◆ **ИСХОДНЫЙ ОТРЫВОК**:
---------------
Первое, что увидели посланцы, войдя внутрь, была мертвая царица, лежавшая на золотом ложе и облаченная в царские одежды. Ирада, одна из ее рабынь, лежала мертвой у ее ног; Хармиона, еще живая, но уже отягощенная бременем надвигающейся смерти, поправляла диадему на голове своей госпожи.
— Вот это прекрасно, Хармиона! — в ярости воскликнул один из посланцев Октавиана.
— Да, поистине прекрасно, — ответила та, — и достойно преемницы стольких царей!
То были последние слова преданной служанки: не проронив более ни звука, она упала мертвой возле изножья ложа.
Единственным признаком насильственной смерти, обнаруженным на теле Клеопатры, стали два едва заметных укола на руке, в области вены, из которой медики пускают кровь.
Скажем прямо теперь, что стало с детьми Клеопатры и с детьми Антония.
Цезарион, старший из детей Клеопатры, слывший сыном Цезаря, был вместе с огромными богатствами послан матерью в Эфиопию, а оттуда в Индию, однако его наставник Родон проявил такую настойчивость, что юноша, преодолев свое нежелание, вернулся в Александрию, куда, по словам предателя, его призывал Октавиан, чтобы отдать ему власть над Египетским царством.
Октавиан с сожалением узнал о приезде Цезариона. Властелин мира не желал юноше смерти, но хотел, чтобы тот жил вдалеке и в безвестности. Он размышлял о том, как ему следует с ним поступить, как вдруг Арий прочел ему стих Гомера:
Нет в многовластии блага; да будет единый властитель,
Царь нам да будет единый…[116]
Однако он переиначил его следующим образом:
Нет в многоцезарстве блага…
Октавиан прислушался к совету и приказал умертвить Цезариона.
Антилл, старший сын Антония и Фульвии, был выдан своим наставником Феодором и предан смерти, как и Цезарион.
---------------
◆ **ЗАПИСИ**:
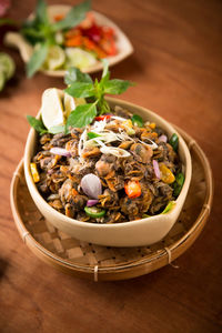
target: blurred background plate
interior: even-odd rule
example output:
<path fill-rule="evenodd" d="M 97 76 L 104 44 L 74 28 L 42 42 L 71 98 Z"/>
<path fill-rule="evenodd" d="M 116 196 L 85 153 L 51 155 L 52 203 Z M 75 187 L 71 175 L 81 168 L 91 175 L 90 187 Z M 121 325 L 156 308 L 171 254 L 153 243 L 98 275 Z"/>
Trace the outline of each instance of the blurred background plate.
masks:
---------------
◆ **ЗАДАНИЕ**: Верните полностью, слово в слово, отрывок о смерти Клеопатры, который приведен перед записями.

◆ **ПОЛНЫЙ ОТВЕТ**:
Первое, что увидели посланцы, войдя внутрь, была мертвая царица, лежавшая на золотом ложе и облаченная в царские одежды. Ирада, одна из ее рабынь, лежала мертвой у ее ног; Хармиона, еще живая, но уже отягощенная бременем надвигающейся смерти, поправляла диадему на голове своей госпожи.
— Вот это прекрасно, Хармиона! — в ярости воскликнул один из посланцев Октавиана.
— Да, поистине прекрасно, — ответила та, — и достойно преемницы стольких царей!
То были последние слова преданной служанки: не проронив более ни звука, она упала мертвой возле изножья ложа.
Единственным признаком насильственной смерти, обнаруженным на теле Клеопатры, стали два едва заметных укола на руке, в области вены, из которой медики пускают кровь.
Скажем прямо теперь, что стало с детьми Клеопатры и с детьми Антония.
Цезарион, старший из детей Клеопатры, слывший сыном Цезаря, был вместе с огромными богатствами послан матерью в Эфиопию, а оттуда в Индию, однако его наставник Родон проявил такую настойчивость, что юноша, преодолев свое нежелание, вернулся в Александрию, куда, по словам предателя, его призывал Октавиан, чтобы отдать ему власть над Египетским царством.
Октавиан с сожалением узнал о приезде Цезариона. Властелин мира не желал юноше смерти, но хотел, чтобы тот жил вдалеке и в безвестности. Он размышлял о том, как ему следует с ним поступить, как вдруг Арий прочел ему стих Гомера:
Нет в многовластии блага; да будет единый властитель,
Царь нам да будет единый…[116]
Однако он переиначил его следующим образом:
Нет в многоцезарстве блага…
Октавиан прислушался к совету и приказал умертвить Цезариона.
Антилл, старший сын Антония и Фульвии, был выдан своим наставником Феодором и предан смерти, как и Цезарион.